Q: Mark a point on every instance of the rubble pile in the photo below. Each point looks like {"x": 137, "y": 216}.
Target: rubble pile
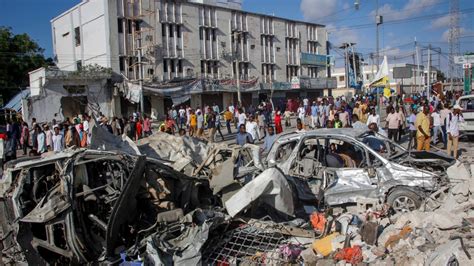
{"x": 180, "y": 201}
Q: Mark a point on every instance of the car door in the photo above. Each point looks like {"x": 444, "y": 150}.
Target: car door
{"x": 350, "y": 183}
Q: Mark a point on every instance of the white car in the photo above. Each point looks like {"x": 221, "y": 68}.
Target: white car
{"x": 467, "y": 127}
{"x": 346, "y": 165}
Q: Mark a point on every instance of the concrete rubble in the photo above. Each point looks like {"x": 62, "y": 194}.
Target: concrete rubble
{"x": 171, "y": 200}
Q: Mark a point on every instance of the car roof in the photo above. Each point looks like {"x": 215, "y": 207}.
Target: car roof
{"x": 471, "y": 96}
{"x": 343, "y": 132}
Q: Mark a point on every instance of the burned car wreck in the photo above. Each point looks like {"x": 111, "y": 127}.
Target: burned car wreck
{"x": 84, "y": 206}
{"x": 181, "y": 201}
{"x": 348, "y": 166}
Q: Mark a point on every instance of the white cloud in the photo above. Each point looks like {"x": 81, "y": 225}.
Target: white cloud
{"x": 412, "y": 7}
{"x": 389, "y": 51}
{"x": 339, "y": 35}
{"x": 462, "y": 31}
{"x": 314, "y": 10}
{"x": 441, "y": 22}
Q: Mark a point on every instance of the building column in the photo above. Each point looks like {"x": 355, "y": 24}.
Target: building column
{"x": 196, "y": 100}
{"x": 157, "y": 107}
{"x": 227, "y": 99}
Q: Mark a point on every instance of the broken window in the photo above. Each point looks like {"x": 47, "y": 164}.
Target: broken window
{"x": 77, "y": 36}
{"x": 284, "y": 151}
{"x": 120, "y": 25}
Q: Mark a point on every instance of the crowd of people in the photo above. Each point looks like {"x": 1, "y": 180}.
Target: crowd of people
{"x": 424, "y": 121}
{"x": 56, "y": 136}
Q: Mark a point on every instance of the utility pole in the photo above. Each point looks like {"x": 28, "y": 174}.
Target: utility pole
{"x": 237, "y": 71}
{"x": 353, "y": 64}
{"x": 140, "y": 72}
{"x": 428, "y": 80}
{"x": 346, "y": 63}
{"x": 378, "y": 22}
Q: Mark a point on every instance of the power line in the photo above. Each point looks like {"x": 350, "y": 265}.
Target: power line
{"x": 399, "y": 21}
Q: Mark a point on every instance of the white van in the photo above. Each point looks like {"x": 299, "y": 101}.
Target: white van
{"x": 467, "y": 127}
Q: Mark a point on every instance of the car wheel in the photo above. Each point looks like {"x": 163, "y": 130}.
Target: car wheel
{"x": 404, "y": 200}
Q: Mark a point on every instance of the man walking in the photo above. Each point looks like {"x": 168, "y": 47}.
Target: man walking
{"x": 58, "y": 145}
{"x": 228, "y": 115}
{"x": 444, "y": 113}
{"x": 393, "y": 121}
{"x": 243, "y": 137}
{"x": 269, "y": 140}
{"x": 301, "y": 113}
{"x": 436, "y": 125}
{"x": 373, "y": 118}
{"x": 452, "y": 128}
{"x": 314, "y": 115}
{"x": 422, "y": 125}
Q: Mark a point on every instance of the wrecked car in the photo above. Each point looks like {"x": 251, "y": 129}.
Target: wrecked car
{"x": 347, "y": 166}
{"x": 83, "y": 206}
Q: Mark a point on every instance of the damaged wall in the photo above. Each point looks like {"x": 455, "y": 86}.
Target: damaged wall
{"x": 52, "y": 103}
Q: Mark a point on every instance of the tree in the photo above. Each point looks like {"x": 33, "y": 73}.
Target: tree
{"x": 19, "y": 54}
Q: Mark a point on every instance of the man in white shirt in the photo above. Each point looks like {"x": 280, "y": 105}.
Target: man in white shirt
{"x": 444, "y": 113}
{"x": 57, "y": 140}
{"x": 242, "y": 118}
{"x": 393, "y": 121}
{"x": 182, "y": 117}
{"x": 306, "y": 103}
{"x": 373, "y": 118}
{"x": 301, "y": 112}
{"x": 357, "y": 124}
{"x": 452, "y": 128}
{"x": 436, "y": 125}
{"x": 252, "y": 128}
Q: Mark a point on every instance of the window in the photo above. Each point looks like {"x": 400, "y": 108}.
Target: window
{"x": 137, "y": 25}
{"x": 180, "y": 66}
{"x": 77, "y": 36}
{"x": 79, "y": 65}
{"x": 216, "y": 68}
{"x": 129, "y": 22}
{"x": 467, "y": 104}
{"x": 120, "y": 25}
{"x": 122, "y": 63}
{"x": 178, "y": 31}
{"x": 163, "y": 30}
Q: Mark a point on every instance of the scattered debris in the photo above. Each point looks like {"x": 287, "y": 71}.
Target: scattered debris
{"x": 172, "y": 200}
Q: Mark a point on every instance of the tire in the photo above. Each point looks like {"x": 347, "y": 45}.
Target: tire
{"x": 404, "y": 200}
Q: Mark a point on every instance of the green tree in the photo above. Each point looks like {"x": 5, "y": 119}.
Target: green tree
{"x": 19, "y": 54}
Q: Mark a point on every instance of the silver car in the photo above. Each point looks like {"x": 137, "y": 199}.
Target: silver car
{"x": 347, "y": 165}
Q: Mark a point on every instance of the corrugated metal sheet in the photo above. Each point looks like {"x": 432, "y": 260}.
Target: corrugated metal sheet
{"x": 15, "y": 102}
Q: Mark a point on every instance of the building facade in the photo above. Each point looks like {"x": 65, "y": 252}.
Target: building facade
{"x": 163, "y": 42}
{"x": 416, "y": 83}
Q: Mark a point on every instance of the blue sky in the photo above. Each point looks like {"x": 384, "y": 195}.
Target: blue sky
{"x": 405, "y": 20}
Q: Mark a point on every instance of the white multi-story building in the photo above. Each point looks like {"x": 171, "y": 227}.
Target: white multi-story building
{"x": 195, "y": 39}
{"x": 409, "y": 85}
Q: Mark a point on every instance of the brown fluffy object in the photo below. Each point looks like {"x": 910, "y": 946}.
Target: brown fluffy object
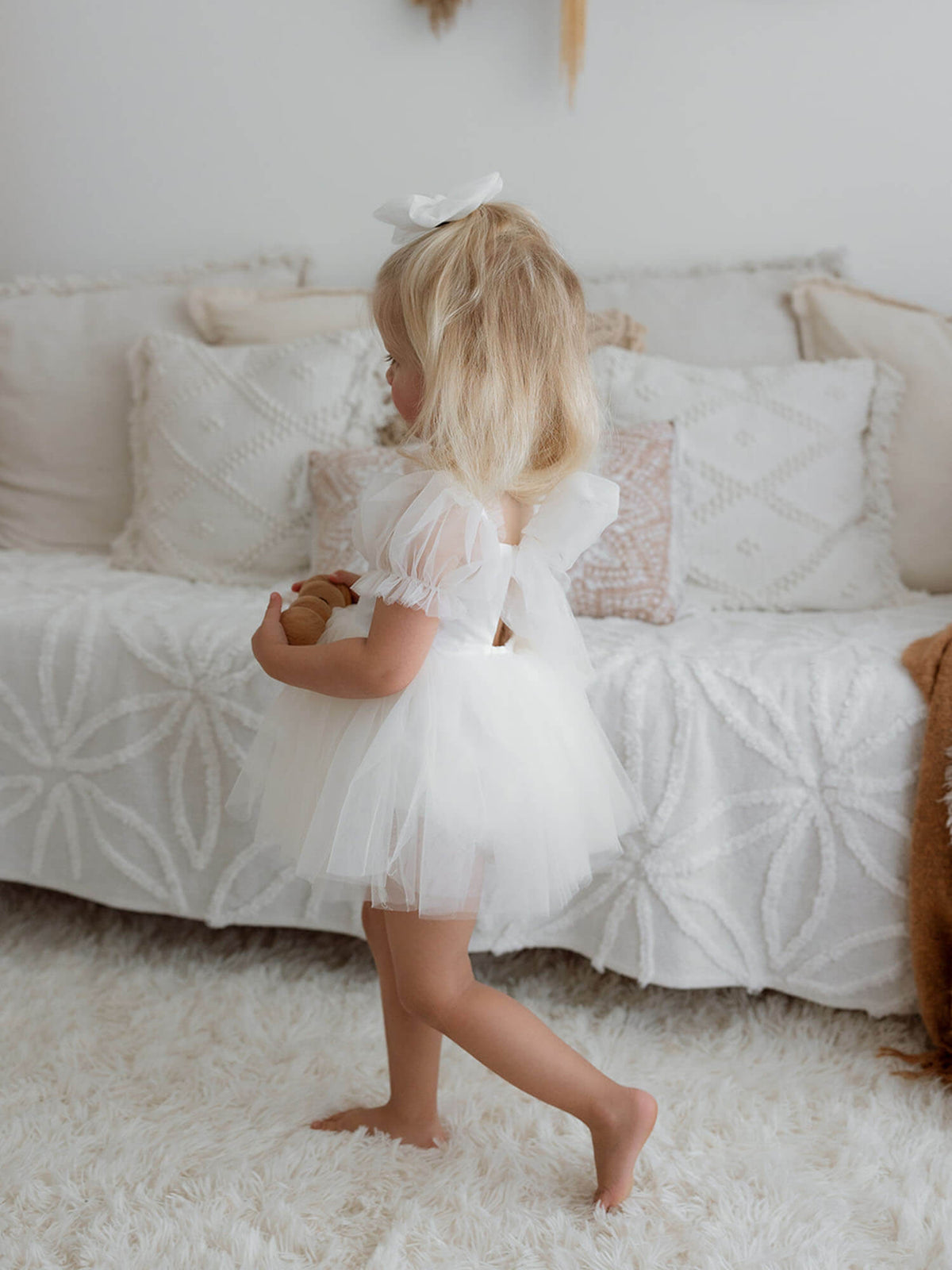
{"x": 305, "y": 618}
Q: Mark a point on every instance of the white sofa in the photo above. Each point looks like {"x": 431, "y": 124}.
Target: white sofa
{"x": 127, "y": 700}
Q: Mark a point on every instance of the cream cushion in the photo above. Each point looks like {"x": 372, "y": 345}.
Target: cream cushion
{"x": 220, "y": 441}
{"x": 714, "y": 315}
{"x": 837, "y": 321}
{"x": 65, "y": 471}
{"x": 787, "y": 476}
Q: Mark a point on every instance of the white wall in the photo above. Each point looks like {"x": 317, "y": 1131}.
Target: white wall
{"x": 139, "y": 133}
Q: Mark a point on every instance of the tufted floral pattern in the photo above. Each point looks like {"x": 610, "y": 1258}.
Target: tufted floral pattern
{"x": 220, "y": 438}
{"x": 776, "y": 756}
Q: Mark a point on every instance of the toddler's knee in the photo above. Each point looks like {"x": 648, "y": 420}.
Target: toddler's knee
{"x": 429, "y": 1000}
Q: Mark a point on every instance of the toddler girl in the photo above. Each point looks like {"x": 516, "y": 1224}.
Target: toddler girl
{"x": 436, "y": 753}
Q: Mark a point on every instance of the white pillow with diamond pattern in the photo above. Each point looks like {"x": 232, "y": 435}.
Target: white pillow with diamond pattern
{"x": 220, "y": 441}
{"x": 787, "y": 476}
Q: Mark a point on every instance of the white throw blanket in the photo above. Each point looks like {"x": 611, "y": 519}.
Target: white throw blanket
{"x": 776, "y": 756}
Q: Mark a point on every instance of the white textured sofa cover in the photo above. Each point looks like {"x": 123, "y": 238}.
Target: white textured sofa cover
{"x": 777, "y": 756}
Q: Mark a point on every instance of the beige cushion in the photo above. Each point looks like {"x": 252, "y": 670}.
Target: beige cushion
{"x": 65, "y": 397}
{"x": 710, "y": 314}
{"x": 258, "y": 315}
{"x": 787, "y": 476}
{"x": 837, "y": 321}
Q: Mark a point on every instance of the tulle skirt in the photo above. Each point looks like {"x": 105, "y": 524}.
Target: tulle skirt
{"x": 486, "y": 787}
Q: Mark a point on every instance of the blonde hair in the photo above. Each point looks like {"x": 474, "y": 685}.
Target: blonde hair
{"x": 494, "y": 319}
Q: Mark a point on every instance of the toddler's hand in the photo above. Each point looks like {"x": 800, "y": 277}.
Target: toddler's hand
{"x": 271, "y": 634}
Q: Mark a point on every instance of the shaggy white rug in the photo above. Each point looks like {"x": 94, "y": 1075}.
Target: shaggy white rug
{"x": 159, "y": 1079}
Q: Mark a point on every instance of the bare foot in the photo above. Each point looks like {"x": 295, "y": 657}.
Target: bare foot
{"x": 418, "y": 1133}
{"x": 617, "y": 1141}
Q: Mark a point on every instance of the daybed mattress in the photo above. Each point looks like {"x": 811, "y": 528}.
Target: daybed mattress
{"x": 776, "y": 755}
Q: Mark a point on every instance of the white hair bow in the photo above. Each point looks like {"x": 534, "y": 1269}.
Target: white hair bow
{"x": 414, "y": 215}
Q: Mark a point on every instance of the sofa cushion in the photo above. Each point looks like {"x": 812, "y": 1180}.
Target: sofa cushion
{"x": 274, "y": 315}
{"x": 711, "y": 314}
{"x": 634, "y": 571}
{"x": 776, "y": 756}
{"x": 837, "y": 321}
{"x": 220, "y": 441}
{"x": 65, "y": 473}
{"x": 787, "y": 475}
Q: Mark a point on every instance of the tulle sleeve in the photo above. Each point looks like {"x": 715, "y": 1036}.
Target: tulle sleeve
{"x": 424, "y": 539}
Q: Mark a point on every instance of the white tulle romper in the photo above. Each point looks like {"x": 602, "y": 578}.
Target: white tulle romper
{"x": 486, "y": 785}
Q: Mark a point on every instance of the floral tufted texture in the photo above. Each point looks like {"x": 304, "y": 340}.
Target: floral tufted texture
{"x": 776, "y": 756}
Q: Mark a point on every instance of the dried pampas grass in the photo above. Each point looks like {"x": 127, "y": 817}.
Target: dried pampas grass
{"x": 573, "y": 41}
{"x": 441, "y": 12}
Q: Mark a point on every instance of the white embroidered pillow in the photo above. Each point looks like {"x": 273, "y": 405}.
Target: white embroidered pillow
{"x": 336, "y": 482}
{"x": 65, "y": 470}
{"x": 220, "y": 441}
{"x": 787, "y": 476}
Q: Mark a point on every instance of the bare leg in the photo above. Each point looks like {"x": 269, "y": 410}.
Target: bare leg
{"x": 436, "y": 981}
{"x": 413, "y": 1054}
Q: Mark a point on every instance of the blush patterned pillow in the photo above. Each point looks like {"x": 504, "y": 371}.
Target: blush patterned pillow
{"x": 336, "y": 482}
{"x": 634, "y": 571}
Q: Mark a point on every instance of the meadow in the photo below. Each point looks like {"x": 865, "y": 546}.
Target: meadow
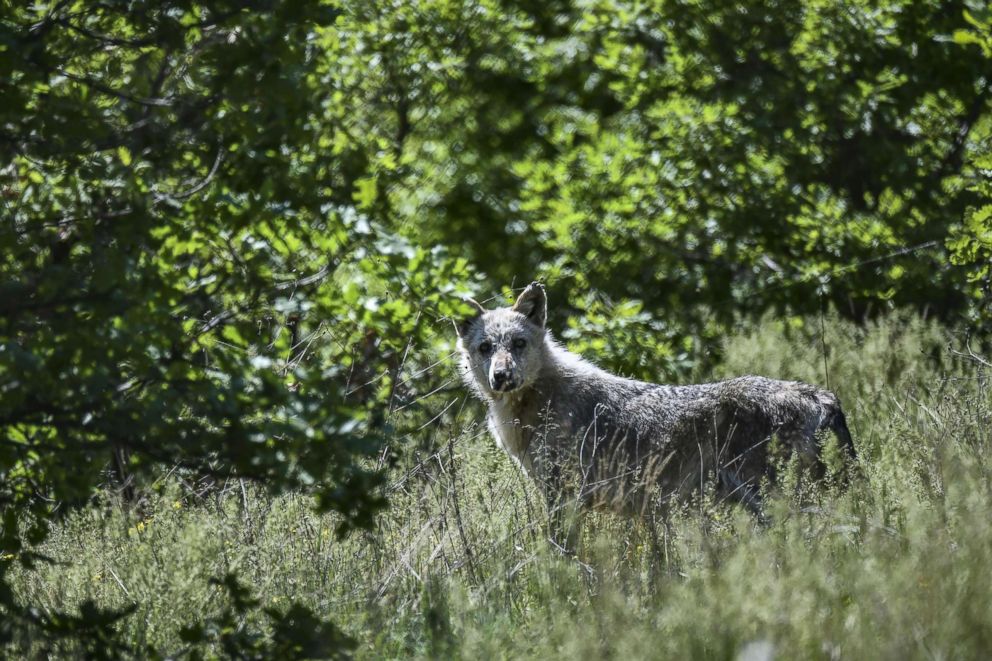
{"x": 892, "y": 565}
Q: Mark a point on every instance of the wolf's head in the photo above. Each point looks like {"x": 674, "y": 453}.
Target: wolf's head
{"x": 502, "y": 349}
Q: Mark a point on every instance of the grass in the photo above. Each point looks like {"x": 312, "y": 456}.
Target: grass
{"x": 894, "y": 566}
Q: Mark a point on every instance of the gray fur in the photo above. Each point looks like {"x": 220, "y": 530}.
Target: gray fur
{"x": 622, "y": 443}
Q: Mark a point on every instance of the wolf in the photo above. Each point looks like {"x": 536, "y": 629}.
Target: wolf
{"x": 600, "y": 440}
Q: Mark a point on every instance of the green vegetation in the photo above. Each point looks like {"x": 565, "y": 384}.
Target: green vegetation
{"x": 894, "y": 567}
{"x": 232, "y": 236}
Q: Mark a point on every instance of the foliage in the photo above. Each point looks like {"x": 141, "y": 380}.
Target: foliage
{"x": 187, "y": 277}
{"x": 699, "y": 157}
{"x": 233, "y": 235}
{"x": 896, "y": 565}
{"x": 971, "y": 245}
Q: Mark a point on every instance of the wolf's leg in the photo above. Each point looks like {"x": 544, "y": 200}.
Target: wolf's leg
{"x": 564, "y": 512}
{"x": 734, "y": 488}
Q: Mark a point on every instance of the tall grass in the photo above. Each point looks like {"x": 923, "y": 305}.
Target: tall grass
{"x": 895, "y": 565}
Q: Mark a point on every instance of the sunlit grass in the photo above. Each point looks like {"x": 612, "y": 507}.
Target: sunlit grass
{"x": 893, "y": 566}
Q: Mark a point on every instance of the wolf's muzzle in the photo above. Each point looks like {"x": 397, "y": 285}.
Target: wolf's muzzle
{"x": 502, "y": 381}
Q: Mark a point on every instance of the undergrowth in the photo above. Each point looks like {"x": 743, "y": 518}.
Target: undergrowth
{"x": 893, "y": 565}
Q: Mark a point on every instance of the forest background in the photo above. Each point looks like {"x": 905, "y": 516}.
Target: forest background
{"x": 233, "y": 236}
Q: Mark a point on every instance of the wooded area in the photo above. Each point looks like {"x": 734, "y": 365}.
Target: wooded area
{"x": 233, "y": 235}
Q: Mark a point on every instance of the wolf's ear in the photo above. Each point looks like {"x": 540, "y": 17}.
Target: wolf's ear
{"x": 462, "y": 324}
{"x": 533, "y": 304}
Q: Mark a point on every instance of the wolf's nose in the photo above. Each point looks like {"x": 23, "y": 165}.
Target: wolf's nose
{"x": 500, "y": 378}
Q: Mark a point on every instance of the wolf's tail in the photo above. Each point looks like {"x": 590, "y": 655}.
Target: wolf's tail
{"x": 837, "y": 423}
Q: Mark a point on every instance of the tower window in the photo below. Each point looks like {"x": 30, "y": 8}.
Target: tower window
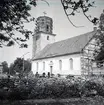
{"x": 43, "y": 65}
{"x": 47, "y": 28}
{"x": 47, "y": 37}
{"x": 37, "y": 66}
{"x": 60, "y": 64}
{"x": 71, "y": 63}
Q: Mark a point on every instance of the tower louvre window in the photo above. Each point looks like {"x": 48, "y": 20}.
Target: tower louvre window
{"x": 60, "y": 64}
{"x": 47, "y": 37}
{"x": 43, "y": 65}
{"x": 47, "y": 28}
{"x": 71, "y": 63}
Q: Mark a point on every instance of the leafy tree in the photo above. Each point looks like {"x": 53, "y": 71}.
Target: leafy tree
{"x": 13, "y": 15}
{"x": 5, "y": 67}
{"x": 99, "y": 53}
{"x": 72, "y": 7}
{"x": 17, "y": 66}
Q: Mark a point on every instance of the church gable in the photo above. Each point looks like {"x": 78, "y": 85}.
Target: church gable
{"x": 66, "y": 47}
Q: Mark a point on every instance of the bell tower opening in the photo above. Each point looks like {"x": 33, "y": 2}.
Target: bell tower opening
{"x": 43, "y": 34}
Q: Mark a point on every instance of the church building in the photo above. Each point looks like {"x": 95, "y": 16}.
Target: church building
{"x": 72, "y": 56}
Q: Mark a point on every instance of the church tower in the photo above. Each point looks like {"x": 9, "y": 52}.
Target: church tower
{"x": 43, "y": 34}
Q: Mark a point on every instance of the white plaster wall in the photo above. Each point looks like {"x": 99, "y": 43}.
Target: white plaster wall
{"x": 44, "y": 40}
{"x": 65, "y": 65}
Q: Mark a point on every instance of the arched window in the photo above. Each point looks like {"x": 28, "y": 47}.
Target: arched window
{"x": 47, "y": 37}
{"x": 43, "y": 65}
{"x": 47, "y": 28}
{"x": 71, "y": 63}
{"x": 60, "y": 64}
{"x": 37, "y": 66}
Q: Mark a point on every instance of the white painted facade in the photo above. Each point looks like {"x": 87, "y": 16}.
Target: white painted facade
{"x": 66, "y": 67}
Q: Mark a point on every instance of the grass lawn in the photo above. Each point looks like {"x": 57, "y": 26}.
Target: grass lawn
{"x": 73, "y": 101}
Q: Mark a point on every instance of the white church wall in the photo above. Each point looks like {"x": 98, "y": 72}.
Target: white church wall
{"x": 44, "y": 41}
{"x": 65, "y": 67}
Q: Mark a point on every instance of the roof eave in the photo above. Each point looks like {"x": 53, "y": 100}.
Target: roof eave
{"x": 57, "y": 56}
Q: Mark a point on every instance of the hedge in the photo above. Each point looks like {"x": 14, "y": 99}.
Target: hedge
{"x": 41, "y": 88}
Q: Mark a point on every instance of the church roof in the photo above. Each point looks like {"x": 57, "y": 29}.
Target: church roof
{"x": 69, "y": 46}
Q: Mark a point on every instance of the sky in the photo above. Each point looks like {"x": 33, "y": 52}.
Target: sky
{"x": 61, "y": 26}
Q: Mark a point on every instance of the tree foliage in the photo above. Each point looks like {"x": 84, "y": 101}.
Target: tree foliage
{"x": 17, "y": 66}
{"x": 13, "y": 15}
{"x": 72, "y": 7}
{"x": 99, "y": 53}
{"x": 5, "y": 67}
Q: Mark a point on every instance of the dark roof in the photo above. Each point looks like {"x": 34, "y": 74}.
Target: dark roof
{"x": 65, "y": 47}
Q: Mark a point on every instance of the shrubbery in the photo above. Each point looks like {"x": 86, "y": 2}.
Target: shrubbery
{"x": 40, "y": 88}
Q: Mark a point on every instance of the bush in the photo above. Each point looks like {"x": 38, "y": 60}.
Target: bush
{"x": 40, "y": 88}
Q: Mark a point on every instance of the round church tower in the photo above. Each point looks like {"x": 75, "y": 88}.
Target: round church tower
{"x": 43, "y": 34}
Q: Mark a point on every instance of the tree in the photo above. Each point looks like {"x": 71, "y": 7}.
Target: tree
{"x": 99, "y": 53}
{"x": 72, "y": 7}
{"x": 13, "y": 15}
{"x": 5, "y": 67}
{"x": 17, "y": 66}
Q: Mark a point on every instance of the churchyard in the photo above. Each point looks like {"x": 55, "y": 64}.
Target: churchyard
{"x": 52, "y": 91}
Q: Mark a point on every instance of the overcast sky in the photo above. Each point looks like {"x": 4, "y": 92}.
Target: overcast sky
{"x": 61, "y": 26}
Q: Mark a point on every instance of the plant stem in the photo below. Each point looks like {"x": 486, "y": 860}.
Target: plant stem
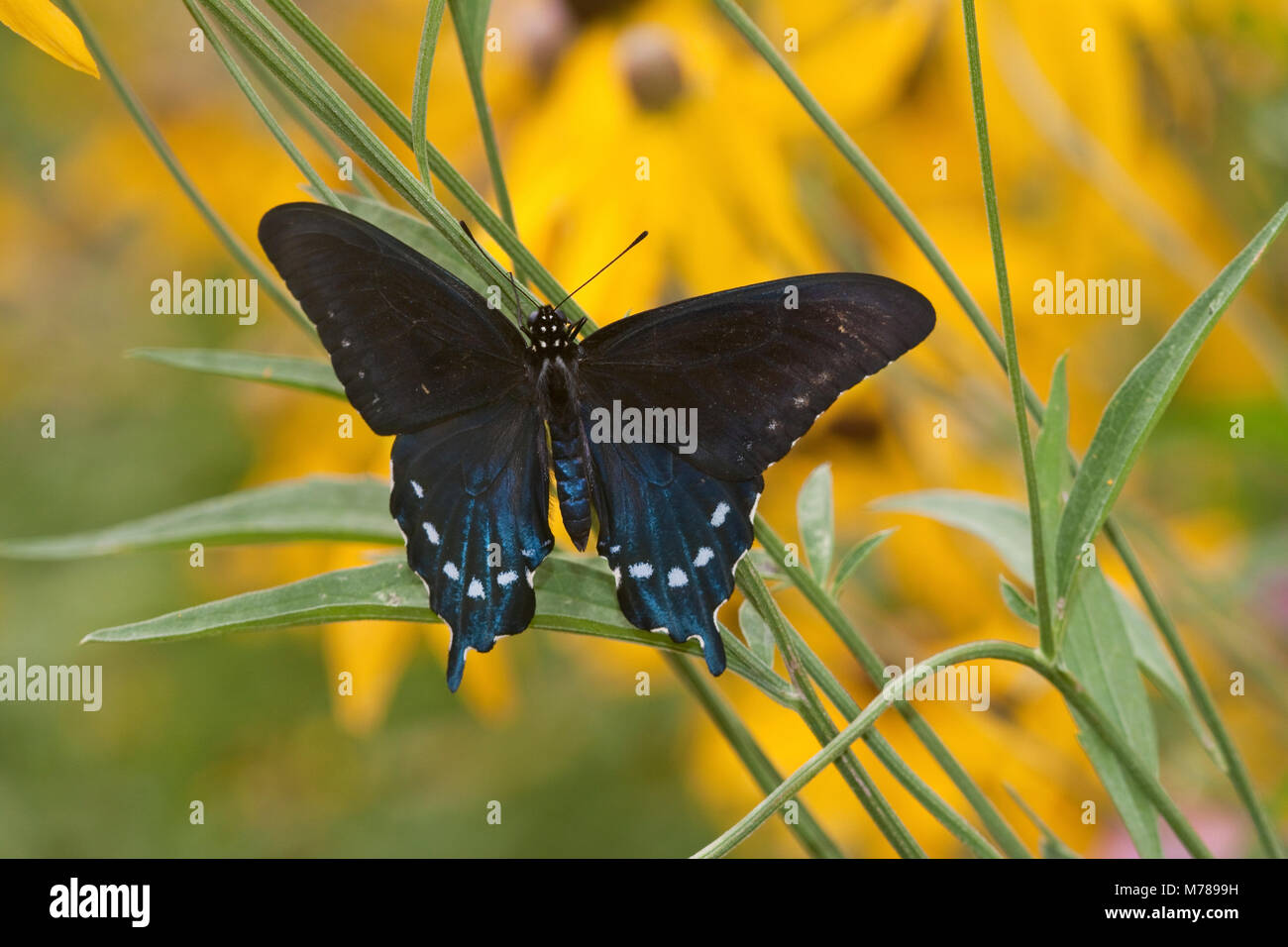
{"x": 798, "y": 655}
{"x": 1236, "y": 771}
{"x": 874, "y": 667}
{"x": 815, "y": 718}
{"x": 807, "y": 831}
{"x": 420, "y": 86}
{"x": 973, "y": 651}
{"x": 475, "y": 72}
{"x": 452, "y": 179}
{"x": 921, "y": 237}
{"x": 156, "y": 140}
{"x": 1041, "y": 589}
{"x": 261, "y": 108}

□ □ □ □ □ □ □

Written instruction
Output only these lines, word for word: the line containing "Q: Mark a point on every instance of the church roof" and every line after it through the last line of the data. Omit the pictures.

Solution to the exercise
Q: Mark a point on every instance of the church roof in the photo above. Each point looks like {"x": 57, "y": 29}.
Target: church roof
{"x": 69, "y": 46}
Q: Mark a point on every instance of the sky in the photo above. Each point looks like {"x": 33, "y": 52}.
Target: sky
{"x": 61, "y": 26}
Q: Mark a point on every instance of the tree foliage in the photo above. Each point looks like {"x": 84, "y": 101}.
Target: tree foliage
{"x": 17, "y": 66}
{"x": 13, "y": 15}
{"x": 72, "y": 7}
{"x": 99, "y": 53}
{"x": 5, "y": 67}
Q: Mark a point on every instance of the dark roof in the photo above. Each point looks like {"x": 34, "y": 74}.
Target: dark roof
{"x": 65, "y": 47}
Q: Mark a point on every instance of the shrubbery in the photo above. Each point looks like {"x": 86, "y": 2}.
Target: shrubbery
{"x": 40, "y": 88}
Q: Mark a point on every instance of the bush in the photo above. Each point looks like {"x": 38, "y": 60}.
Target: bush
{"x": 40, "y": 88}
Q: Mark a point on every instance of the round church tower in the photo above. Each point looks like {"x": 75, "y": 88}.
Target: round church tower
{"x": 43, "y": 34}
Q: Mark a point on every instance of the tree in the photo above. Each point looks like {"x": 71, "y": 7}.
Target: tree
{"x": 99, "y": 53}
{"x": 72, "y": 7}
{"x": 13, "y": 15}
{"x": 5, "y": 67}
{"x": 17, "y": 66}
Q: Mark a point on every instance of the churchyard in the photo above. Each point looks like {"x": 55, "y": 64}.
Target: churchyard
{"x": 52, "y": 91}
Q: Mark a point on every instance of the overcast sky in the photo above. Each point looks like {"x": 4, "y": 92}.
Target: overcast sky
{"x": 61, "y": 26}
Q: Mark a point on every instance of the plant stem in the photo below. Each point looks like {"x": 486, "y": 860}.
Target: plant stem
{"x": 798, "y": 655}
{"x": 1236, "y": 771}
{"x": 874, "y": 667}
{"x": 815, "y": 718}
{"x": 807, "y": 831}
{"x": 420, "y": 86}
{"x": 973, "y": 651}
{"x": 475, "y": 72}
{"x": 452, "y": 179}
{"x": 921, "y": 237}
{"x": 156, "y": 140}
{"x": 1041, "y": 589}
{"x": 261, "y": 108}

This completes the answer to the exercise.